> **EXERCISE OBJECTIVE**
Extract the listing lines starting with the line containing "Please trace the outline of every instance of the sky." and going on through the line containing "[[998,304],[998,4],[0,5],[0,381]]", and reproduce them exactly as they appear.

━━━━━━━━━━━━━━━━

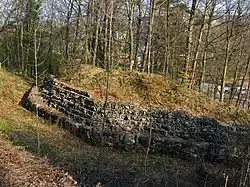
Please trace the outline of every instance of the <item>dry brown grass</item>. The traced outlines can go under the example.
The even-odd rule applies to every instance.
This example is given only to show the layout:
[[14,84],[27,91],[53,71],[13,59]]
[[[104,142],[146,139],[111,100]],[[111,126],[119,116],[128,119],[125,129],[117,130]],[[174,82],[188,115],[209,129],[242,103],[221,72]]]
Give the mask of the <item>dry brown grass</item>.
[[[86,71],[83,73],[87,76],[83,79],[86,85],[78,83],[76,86],[82,86],[83,89],[92,91],[93,95],[96,93],[94,95],[96,98],[102,99],[105,73],[100,69],[92,71],[92,68],[94,67],[89,67],[90,74],[86,74]],[[94,78],[90,78],[90,75]],[[116,91],[116,97],[110,95],[109,99],[120,98],[121,101],[133,101],[137,98],[138,101],[143,102],[147,99],[147,95],[141,91],[143,89],[136,91],[137,86],[145,88],[150,93],[151,100],[158,92],[157,89],[164,91],[161,87],[163,80],[159,76],[152,76],[156,77],[152,79],[148,75],[120,71],[115,71],[114,75],[111,88],[114,87],[113,92]],[[122,78],[116,79],[121,75]],[[75,75],[72,74],[72,76]],[[137,77],[137,79],[130,78],[130,76]],[[94,82],[88,82],[90,80]],[[67,82],[71,84],[70,80]],[[159,85],[157,89],[154,89],[152,86],[156,83]],[[166,86],[164,94],[168,96],[168,99],[158,98],[159,103],[171,101],[172,97],[175,98],[175,93],[182,93],[180,86],[172,83],[164,84]],[[169,85],[173,86],[170,90],[168,90]],[[118,91],[119,87],[120,91]],[[144,175],[144,153],[93,147],[49,122],[37,120],[35,115],[18,105],[28,88],[26,81],[21,77],[0,70],[0,186],[62,186],[64,180],[65,186],[67,182],[70,185],[73,184],[71,176],[77,180],[78,185],[82,186],[85,184],[95,186],[100,181],[102,181],[101,184],[107,186],[111,184],[113,186],[136,186],[138,184],[154,186],[154,184],[163,184],[162,178],[165,184],[171,186],[170,183],[175,183],[177,180],[176,171],[178,171],[180,181],[183,181],[183,185],[180,186],[186,187],[189,182],[196,180],[197,174],[193,163],[171,158],[171,156],[150,154],[147,175]],[[128,92],[128,88],[131,92]],[[149,99],[148,103],[151,100]],[[173,102],[170,101],[169,106]],[[38,132],[41,143],[40,151],[37,149]],[[214,169],[215,166],[212,168]]]
[[[86,64],[66,69],[60,77],[61,81],[89,91],[97,100],[104,99],[107,73],[103,69]],[[150,105],[181,109],[192,115],[210,116],[222,122],[233,121],[236,114],[235,107],[228,107],[160,75],[111,70],[109,82],[109,100],[129,102],[141,107]],[[239,122],[250,121],[247,112],[239,111]]]

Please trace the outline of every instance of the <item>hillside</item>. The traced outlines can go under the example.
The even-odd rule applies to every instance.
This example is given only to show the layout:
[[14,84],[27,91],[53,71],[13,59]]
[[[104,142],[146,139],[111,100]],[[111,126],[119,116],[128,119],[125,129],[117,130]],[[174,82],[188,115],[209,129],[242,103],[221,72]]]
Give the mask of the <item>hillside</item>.
[[[205,94],[184,88],[178,82],[155,74],[111,70],[108,99],[129,102],[141,107],[180,109],[192,115],[210,116],[222,122],[248,123],[247,111],[238,110]],[[89,91],[97,100],[104,100],[107,72],[101,68],[81,64],[61,71],[60,80],[78,89]]]
[[[22,77],[0,69],[1,187],[68,187],[76,186],[76,182],[77,186],[98,187],[175,186],[176,181],[180,187],[198,187],[196,183],[204,183],[204,177],[198,176],[199,172],[196,174],[196,166],[192,163],[152,154],[145,165],[146,153],[91,146],[68,131],[37,120],[18,105],[28,88]],[[38,134],[40,149],[37,147]],[[204,167],[212,172],[212,183],[218,182],[213,173],[219,170],[207,163]],[[191,176],[187,172],[190,170]]]

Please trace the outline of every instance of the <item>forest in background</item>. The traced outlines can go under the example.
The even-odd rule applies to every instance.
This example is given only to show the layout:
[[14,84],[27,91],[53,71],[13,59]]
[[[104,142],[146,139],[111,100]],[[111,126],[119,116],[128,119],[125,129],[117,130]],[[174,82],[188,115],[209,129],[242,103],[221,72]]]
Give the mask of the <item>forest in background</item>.
[[155,73],[245,105],[249,15],[247,0],[2,0],[0,66],[31,77],[76,63]]

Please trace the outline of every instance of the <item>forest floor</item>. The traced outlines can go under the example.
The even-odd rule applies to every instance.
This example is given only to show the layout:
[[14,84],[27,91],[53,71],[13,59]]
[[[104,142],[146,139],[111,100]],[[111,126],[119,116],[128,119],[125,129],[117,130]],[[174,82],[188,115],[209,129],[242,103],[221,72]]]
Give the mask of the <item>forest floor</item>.
[[128,102],[140,107],[180,109],[191,115],[209,116],[221,122],[250,122],[248,110],[223,104],[161,75],[115,69],[107,73],[95,66],[79,64],[62,68],[60,80],[90,92],[96,100],[104,100],[107,77],[109,101]]
[[[144,152],[91,146],[48,121],[36,119],[18,104],[29,86],[22,77],[0,69],[0,187],[224,184],[223,174],[228,169],[224,164],[156,154],[149,154],[146,160]],[[178,93],[181,88],[176,89]],[[98,98],[98,90],[92,91]],[[230,172],[227,170],[234,184],[235,172]]]

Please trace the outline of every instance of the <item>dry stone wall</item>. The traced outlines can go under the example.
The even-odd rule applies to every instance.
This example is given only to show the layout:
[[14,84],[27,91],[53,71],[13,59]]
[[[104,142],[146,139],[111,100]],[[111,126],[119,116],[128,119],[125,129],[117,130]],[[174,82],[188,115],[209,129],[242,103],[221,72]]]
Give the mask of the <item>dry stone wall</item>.
[[[89,93],[55,79],[45,80],[38,100],[34,88],[21,105],[90,143],[147,149],[189,160],[238,162],[249,145],[248,128],[222,125],[213,118],[162,108],[95,102]],[[43,106],[45,105],[45,106]]]

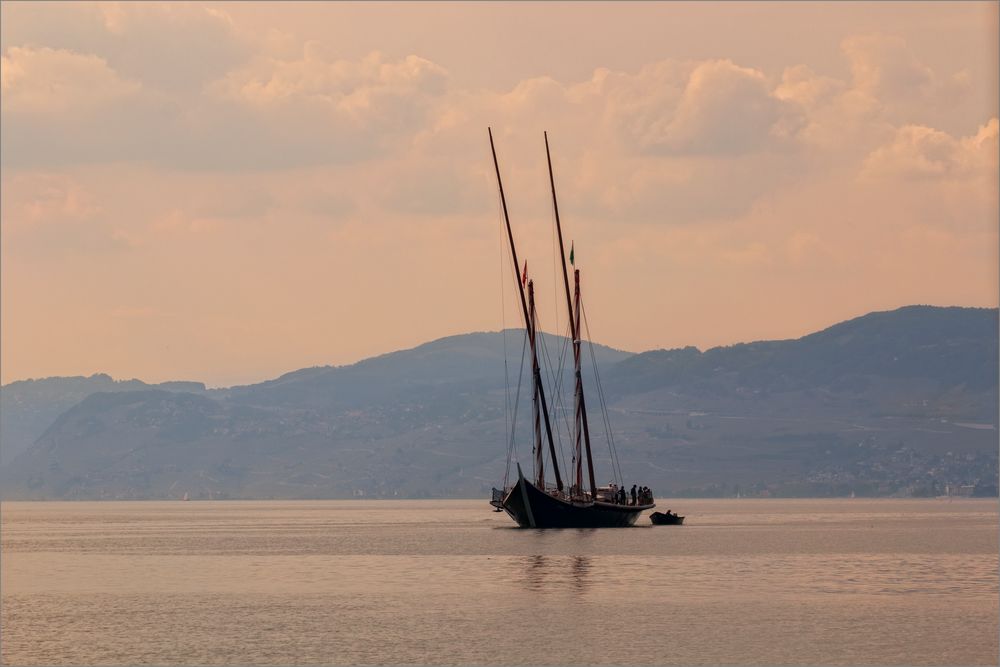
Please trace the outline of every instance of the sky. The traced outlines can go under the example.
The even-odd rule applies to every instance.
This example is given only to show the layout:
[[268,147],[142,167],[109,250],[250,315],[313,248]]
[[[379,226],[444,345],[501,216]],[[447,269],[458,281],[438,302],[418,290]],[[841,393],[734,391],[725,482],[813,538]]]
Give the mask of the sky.
[[998,304],[998,4],[0,5],[0,381]]

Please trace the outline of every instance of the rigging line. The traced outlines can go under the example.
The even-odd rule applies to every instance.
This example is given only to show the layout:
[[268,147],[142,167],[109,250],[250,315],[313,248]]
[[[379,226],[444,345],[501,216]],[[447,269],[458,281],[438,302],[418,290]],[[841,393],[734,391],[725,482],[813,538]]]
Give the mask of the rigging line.
[[611,430],[611,418],[608,415],[608,404],[604,397],[604,387],[601,384],[601,374],[597,368],[597,356],[594,354],[594,338],[590,334],[590,321],[587,319],[587,307],[580,299],[580,310],[583,313],[583,324],[587,331],[587,349],[590,350],[591,363],[594,365],[594,380],[597,385],[597,395],[601,403],[601,416],[604,421],[604,431],[608,438],[608,450],[611,453],[611,467],[612,473],[616,474],[618,479],[622,484],[625,483],[625,477],[622,475],[621,462],[618,460],[618,448],[615,447],[615,436]]
[[[503,419],[504,419],[504,439],[510,437],[510,432],[513,430],[514,425],[511,421],[511,409],[510,409],[510,370],[507,365],[507,307],[504,300],[504,230],[503,230],[503,211],[500,208],[500,199],[497,197],[497,219],[500,224],[497,225],[497,233],[500,235],[500,243],[497,246],[500,249],[500,334],[503,340]],[[510,448],[507,448],[507,468],[504,470],[503,475],[503,485],[504,488],[507,487],[507,480],[510,478],[510,458],[511,452]]]
[[[569,324],[567,323],[566,326],[568,327]],[[561,346],[562,349],[560,351],[560,356],[559,356],[559,370],[558,370],[558,374],[556,375],[556,392],[560,396],[561,399],[562,399],[562,396],[563,396],[563,393],[562,393],[563,392],[563,389],[562,389],[563,380],[566,379],[566,365],[565,365],[565,363],[566,363],[566,352],[569,349],[569,344],[570,344],[571,338],[572,338],[572,336],[570,336],[570,338],[563,339],[562,346]],[[573,427],[569,423],[569,413],[565,409],[565,402],[563,403],[562,415],[563,415],[563,421],[566,424],[566,433],[567,433],[566,439],[570,442],[570,444],[572,444],[573,443]],[[574,414],[574,419],[575,419],[575,414]],[[576,450],[574,449],[574,453],[575,453],[575,451]]]
[[[562,411],[564,411],[562,408],[565,407],[565,406],[561,406],[560,407],[560,402],[562,400],[562,397],[560,397],[558,393],[554,392],[553,391],[553,387],[552,387],[552,380],[551,380],[552,359],[549,357],[549,349],[548,349],[548,346],[545,344],[545,337],[546,336],[541,331],[541,326],[540,326],[540,324],[538,323],[537,320],[538,320],[538,317],[536,315],[536,322],[535,322],[536,332],[541,334],[541,335],[536,335],[535,336],[536,348],[538,346],[541,346],[541,348],[542,348],[542,366],[545,367],[545,369],[547,370],[548,376],[549,376],[548,378],[543,377],[542,378],[542,382],[544,382],[544,383],[546,383],[548,385],[546,388],[549,391],[549,396],[553,397],[552,398],[553,409],[556,410],[557,412],[562,412]],[[543,373],[542,375],[545,375],[545,374]],[[563,470],[568,470],[568,468],[566,468],[566,452],[565,452],[565,449],[563,447],[562,433],[559,430],[559,420],[555,419],[554,421],[556,422],[555,436],[556,436],[556,441],[557,441],[555,443],[555,448],[559,452],[559,458],[560,458],[560,461],[563,464]]]
[[[524,357],[525,357],[525,354],[527,352],[527,348],[528,348],[528,331],[525,330],[525,332],[524,332],[524,341],[521,343],[521,364],[519,366],[518,373],[517,373],[517,394],[514,397],[514,414],[511,417],[510,441],[509,441],[509,444],[507,445],[507,458],[510,459],[511,457],[513,457],[514,460],[518,460],[518,458],[517,458],[517,447],[514,446],[514,443],[517,441],[517,437],[516,437],[517,436],[517,406],[521,402],[521,381],[524,378]],[[507,471],[510,472],[510,465],[507,466]],[[504,486],[505,489],[507,488],[507,477],[506,477],[506,475],[504,476],[503,486]]]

━━━━━━━━━━━━━━━━

> **TASK OUTPUT**
Please trace the outline of every instance of the sky. The traced outlines can go under the example.
The even-odd rule applies to every instance.
This example is given only to show the layout:
[[268,147],[142,167],[109,250],[250,315],[313,248]]
[[[379,226],[444,345],[501,216]],[[447,269],[458,281],[438,302],[418,290]],[[841,393],[734,391],[725,482],[813,538]]]
Give the mask of the sky.
[[998,304],[998,4],[0,5],[0,381]]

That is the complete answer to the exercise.